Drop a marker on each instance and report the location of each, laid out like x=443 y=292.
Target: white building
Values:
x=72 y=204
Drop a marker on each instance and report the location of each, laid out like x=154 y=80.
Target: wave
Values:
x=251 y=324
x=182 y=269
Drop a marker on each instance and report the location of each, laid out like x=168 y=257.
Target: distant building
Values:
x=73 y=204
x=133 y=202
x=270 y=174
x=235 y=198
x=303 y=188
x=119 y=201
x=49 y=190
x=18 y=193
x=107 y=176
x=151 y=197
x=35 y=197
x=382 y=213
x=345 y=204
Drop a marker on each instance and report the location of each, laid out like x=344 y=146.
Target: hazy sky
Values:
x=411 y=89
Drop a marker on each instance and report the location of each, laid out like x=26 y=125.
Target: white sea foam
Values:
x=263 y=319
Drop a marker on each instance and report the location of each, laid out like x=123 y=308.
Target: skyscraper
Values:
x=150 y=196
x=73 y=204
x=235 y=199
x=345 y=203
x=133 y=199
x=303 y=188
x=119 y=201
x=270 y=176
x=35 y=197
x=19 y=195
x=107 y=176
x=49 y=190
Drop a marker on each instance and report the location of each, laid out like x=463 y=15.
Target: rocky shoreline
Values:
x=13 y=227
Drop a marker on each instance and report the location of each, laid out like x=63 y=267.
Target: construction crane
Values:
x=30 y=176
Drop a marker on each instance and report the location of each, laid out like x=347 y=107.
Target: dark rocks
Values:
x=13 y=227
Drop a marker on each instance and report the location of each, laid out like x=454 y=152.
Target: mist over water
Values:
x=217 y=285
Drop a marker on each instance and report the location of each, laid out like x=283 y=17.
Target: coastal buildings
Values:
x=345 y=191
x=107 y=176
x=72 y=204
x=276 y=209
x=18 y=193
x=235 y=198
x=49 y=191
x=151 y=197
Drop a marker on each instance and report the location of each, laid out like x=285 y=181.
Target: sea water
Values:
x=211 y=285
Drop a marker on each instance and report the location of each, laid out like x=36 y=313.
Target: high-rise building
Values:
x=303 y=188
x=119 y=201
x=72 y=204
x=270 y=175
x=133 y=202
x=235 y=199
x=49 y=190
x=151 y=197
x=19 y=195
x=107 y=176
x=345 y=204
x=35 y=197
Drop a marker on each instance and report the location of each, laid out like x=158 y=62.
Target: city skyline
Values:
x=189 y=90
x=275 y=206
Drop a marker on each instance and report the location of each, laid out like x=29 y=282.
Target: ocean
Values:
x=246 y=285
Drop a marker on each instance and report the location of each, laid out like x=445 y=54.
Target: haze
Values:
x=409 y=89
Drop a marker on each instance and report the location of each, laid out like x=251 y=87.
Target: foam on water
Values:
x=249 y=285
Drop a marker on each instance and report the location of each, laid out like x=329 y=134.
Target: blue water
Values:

VOTRE OBJECTIF:
Recopiez à l'identique, ligne par ligne, l'ensemble des items ci-dessus.

PROBLÈME RÉSOLU:
Drop a marker on each instance and report the location of each, laid out like x=443 y=292.
Target: white building
Values:
x=72 y=204
Drop a marker on each instance and report the location of each, laid out like x=154 y=80.
Target: wave
Values:
x=251 y=324
x=182 y=269
Drop a marker on each instance and report the location of each, laid out like x=168 y=257.
Target: distant building
Values:
x=73 y=204
x=133 y=202
x=270 y=174
x=235 y=198
x=303 y=188
x=119 y=201
x=49 y=190
x=18 y=193
x=107 y=176
x=151 y=197
x=35 y=197
x=382 y=213
x=345 y=204
Drop a marker on each instance and report the location of each, laid out like x=344 y=146.
Target: hazy sky
Values:
x=411 y=89
Drop a marker on each instance and report the location of each, laid out like x=26 y=125.
Target: white sea foam
Values:
x=263 y=319
Drop a marker on each instance and report the location of each, laid out like x=123 y=308.
Target: skyscraper
Values:
x=150 y=196
x=73 y=204
x=235 y=199
x=345 y=203
x=133 y=199
x=303 y=188
x=119 y=201
x=270 y=176
x=35 y=197
x=19 y=195
x=107 y=176
x=49 y=190
Drop a marker on each instance and report the location of each, laid out like x=463 y=15.
Target: rocky shoreline
Values:
x=13 y=227
Drop a marker on each instance and report the location of each, laid out like x=63 y=267.
Target: construction crane
Values:
x=30 y=176
Drop a marker on each instance and report the location of each, laid out like x=347 y=107.
Target: dark rocks
Values:
x=13 y=227
Drop a marker on each instance and report the location of each, laid out like x=454 y=152.
Target: mist over water
Values:
x=217 y=285
Drop a marker on each instance and report the location of each, laid out like x=283 y=17.
Target: coastal buildings
Values:
x=345 y=191
x=107 y=176
x=72 y=204
x=276 y=209
x=18 y=193
x=235 y=198
x=49 y=191
x=151 y=197
Drop a marker on each instance and report the location of each, laid out like x=285 y=181.
Target: sea water
Values:
x=211 y=285
Drop a marker on each instance and report the location of each, laid out like x=36 y=313.
Target: high-rise building
Values:
x=303 y=188
x=119 y=201
x=72 y=204
x=270 y=175
x=133 y=202
x=235 y=199
x=49 y=190
x=151 y=197
x=19 y=195
x=107 y=176
x=345 y=204
x=35 y=197
Drop a marker on each instance and report the location of each, laid out like x=158 y=62.
Target: city skyline
Values:
x=189 y=90
x=275 y=206
Drop a marker on each instance and report the location of each, laid out like x=29 y=282.
Target: ocean
Values:
x=246 y=285
Drop a marker on each instance and report the location of each, laid out like x=445 y=54.
Target: haze
Values:
x=409 y=89
Drop a marker on each instance and report the location of each, laid out like x=251 y=87.
Target: foam on water
Values:
x=249 y=285
Drop a marker on each instance and report the location of each, laid out like x=329 y=134.
Target: blue water
Values:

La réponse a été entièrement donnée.